Aim: Could you reproduce every one of the records below line for line, without the pictures?

Data for processing:
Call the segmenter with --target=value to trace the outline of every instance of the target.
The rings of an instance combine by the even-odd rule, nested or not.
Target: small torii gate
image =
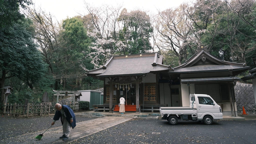
[[[78,96],[78,99],[80,99],[80,96],[82,96],[81,92],[79,91],[64,91],[63,90],[53,90],[54,92],[57,92],[57,94],[55,94],[54,96],[57,96],[56,103],[59,102],[59,96],[73,96],[73,101],[75,102],[76,100],[76,96]],[[63,94],[64,93],[64,94]],[[69,93],[71,94],[69,94]]]

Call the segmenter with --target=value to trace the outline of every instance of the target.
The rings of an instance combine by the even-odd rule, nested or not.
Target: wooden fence
[[[67,102],[66,103],[66,105],[69,106],[70,108],[71,108],[71,109],[73,111],[80,110],[80,109],[79,108],[79,101],[75,102],[70,102],[69,103],[68,103]]]
[[[14,117],[40,116],[49,115],[51,106],[50,104],[4,104],[3,114]]]
[[[74,111],[80,110],[79,102],[67,102],[66,105],[70,106]],[[3,114],[13,117],[28,118],[29,117],[40,116],[49,115],[50,114],[50,104],[28,104],[25,105],[22,104],[6,104],[4,106]]]

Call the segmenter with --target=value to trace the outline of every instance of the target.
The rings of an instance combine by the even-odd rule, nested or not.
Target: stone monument
[[[41,104],[42,105],[45,105],[50,104],[50,105],[51,105],[51,103],[50,102],[49,100],[49,98],[48,97],[48,92],[47,91],[45,91],[43,95],[43,97],[42,99],[42,102],[40,104]]]

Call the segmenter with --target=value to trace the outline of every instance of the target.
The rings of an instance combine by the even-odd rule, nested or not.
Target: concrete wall
[[[252,85],[237,82],[234,87],[238,113],[243,113],[243,106],[247,114],[256,113]]]

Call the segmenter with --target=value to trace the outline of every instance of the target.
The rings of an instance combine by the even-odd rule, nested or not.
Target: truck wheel
[[[168,119],[168,122],[172,125],[175,125],[178,123],[177,117],[175,116],[171,116]]]
[[[213,122],[212,118],[209,116],[206,116],[204,117],[203,121],[205,124],[207,125],[211,125]]]

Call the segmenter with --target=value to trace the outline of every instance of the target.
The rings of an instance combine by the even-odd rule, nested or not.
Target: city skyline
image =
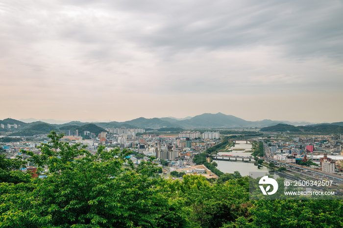
[[[343,121],[340,1],[0,3],[0,119]]]

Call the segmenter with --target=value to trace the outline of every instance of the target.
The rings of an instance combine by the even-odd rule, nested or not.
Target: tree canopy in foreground
[[[24,163],[0,157],[0,227],[5,228],[342,227],[340,200],[248,199],[248,178],[220,182],[202,176],[156,178],[151,161],[134,167],[129,152],[51,141],[35,155],[44,179],[17,170]]]

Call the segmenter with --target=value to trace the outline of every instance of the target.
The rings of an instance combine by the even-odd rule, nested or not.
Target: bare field
[[[202,175],[208,179],[215,178],[218,179],[219,178],[219,177],[215,174],[212,171],[208,169],[206,167],[206,166],[205,166],[203,165],[192,165],[191,166],[191,168],[184,168],[183,169],[174,169],[174,170],[176,170],[177,172],[181,172],[183,171],[185,171],[185,173],[186,173],[186,174],[193,174],[193,173],[186,173],[186,171],[187,170],[191,170],[192,169],[204,169],[206,170],[206,172],[207,173],[205,174],[196,174],[197,175]],[[213,174],[213,175],[210,176],[210,174]]]

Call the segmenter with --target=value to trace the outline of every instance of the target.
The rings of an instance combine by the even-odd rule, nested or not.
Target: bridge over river
[[[213,159],[217,160],[237,160],[238,159],[239,160],[241,160],[242,159],[242,161],[250,161],[251,160],[254,160],[254,158],[252,156],[250,157],[243,157],[243,156],[235,156],[233,155],[214,155],[212,156]]]

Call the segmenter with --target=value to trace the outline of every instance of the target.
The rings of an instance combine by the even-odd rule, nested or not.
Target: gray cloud
[[[343,8],[340,1],[32,0],[23,6],[5,0],[1,89],[11,92],[29,84],[26,96],[38,91],[56,103],[70,96],[92,102],[105,97],[108,104],[119,96],[124,104],[138,94],[154,103],[162,95],[196,99],[204,93],[339,97]]]

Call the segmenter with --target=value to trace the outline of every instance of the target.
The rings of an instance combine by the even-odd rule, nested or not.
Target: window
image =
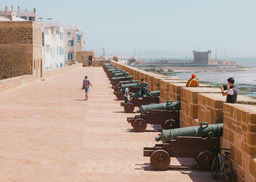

Finished exercise:
Call the segmenter with --target=value to trace the outline of every instance of the target.
The rings of an instance combine by the even-odd rule, nested or not.
Target: small torii gate
image =
[[[78,96],[78,99],[80,99],[80,96],[82,96],[81,92],[79,91],[64,91],[63,90],[53,90],[54,92],[57,92],[57,94],[55,94],[54,96],[57,96],[56,103],[59,102],[59,96],[73,96],[73,101],[75,102],[76,100],[76,96]],[[63,94],[64,93],[64,94]],[[69,93],[71,94],[69,94]]]

Call the segmenter with --target=value to trace the outline of every instance of the target.
The rings of an instance combine by the even-odd rule, nested or not.
Target: wooden fence
[[[67,102],[66,103],[66,105],[69,106],[70,108],[71,108],[71,109],[73,111],[80,110],[80,109],[79,108],[79,101],[75,102],[70,102],[69,103],[68,103]]]
[[[14,117],[40,116],[49,115],[51,106],[50,104],[4,104],[3,114]]]
[[[74,111],[80,110],[79,102],[67,102],[66,105],[70,106]],[[3,114],[13,117],[28,118],[29,117],[40,116],[49,115],[50,114],[50,104],[28,104],[25,105],[22,104],[6,104],[4,106]]]

Call the segmenter with --target=value to trace the outline of every instance of the target.
The rings of an instance combine by the even-odd rule, nested or not.
Target: stone monument
[[[41,104],[42,105],[45,105],[50,104],[50,105],[51,105],[51,103],[50,102],[49,100],[49,98],[48,97],[48,92],[47,91],[45,91],[43,95],[43,97],[42,99],[42,102],[40,104]]]

Call the segmenter with --target=value to trace the outline of every instance of the target.
The rings of an instance combine by the even-odd rule, nested or not.
Target: concrete wall
[[[252,85],[237,82],[234,87],[238,113],[243,113],[243,106],[247,114],[256,113]]]

Call the segmenter with --target=value to trace the outline of every instance of the target.
The rings of an instance combine by the even-odd rule, nested or not.
Target: truck wheel
[[[168,119],[168,122],[172,125],[175,125],[178,123],[177,117],[175,116],[171,116]]]
[[[213,122],[212,118],[209,116],[206,116],[204,117],[203,121],[205,124],[207,125],[211,125]]]

Call the segmenter with --target=value to trace the outline of every instance of the target.
The rings of an instance combine by the even-odd rule, nested or not.
Target: city skyline
image =
[[[343,121],[340,1],[0,3],[0,119]]]

Call the segmenter with --target=value to trace the outline of every instance of the target.
The rings of an instance combine by the even-odd rule, nested or not.
Target: tree canopy in foreground
[[[24,163],[0,157],[0,227],[5,228],[342,227],[340,200],[248,199],[248,178],[220,182],[202,176],[156,178],[151,161],[134,167],[129,152],[51,141],[35,155],[44,179],[17,170]]]

Call the segmenter with --target=value to trace the outline of every instance of the target.
The rings of an instance combine by the even-odd rule, nested or not.
Target: bare field
[[[202,175],[208,179],[215,178],[218,179],[219,178],[219,177],[215,174],[212,171],[208,169],[206,167],[206,166],[205,166],[203,165],[192,165],[191,166],[191,168],[184,168],[183,169],[174,169],[174,170],[176,170],[177,172],[181,172],[183,171],[185,171],[185,173],[186,173],[186,174],[193,174],[193,173],[186,173],[186,171],[187,170],[191,170],[192,169],[204,169],[206,170],[206,172],[207,173],[205,174],[196,174],[197,175]],[[213,174],[213,175],[210,176],[210,174]]]

Call the segmenter with --target=value to trace the outline of every instance of the target.
The rings of an instance combine by the even-odd rule, nested or not.
Target: bridge over river
[[[213,159],[217,160],[237,160],[238,159],[239,160],[241,160],[242,159],[242,161],[250,161],[251,160],[254,160],[254,158],[252,156],[250,157],[243,157],[243,156],[235,156],[233,155],[214,155],[212,156]]]

Call the segmenter with --target=value to trace the outline of every instance of the target.
The rings of an instance combine by the even-odd rule, nested or not.
Target: gray cloud
[[[343,8],[340,1],[32,0],[23,6],[5,0],[1,89],[11,92],[29,84],[26,96],[38,91],[56,103],[70,96],[92,102],[105,97],[108,104],[119,96],[124,104],[138,94],[154,103],[162,95],[196,99],[204,93],[339,97]]]

Call the segmenter with --target=value to trace the outline of every instance of the target.
The rings of an instance combine by the even-odd rule, nested or not.
Target: window
image =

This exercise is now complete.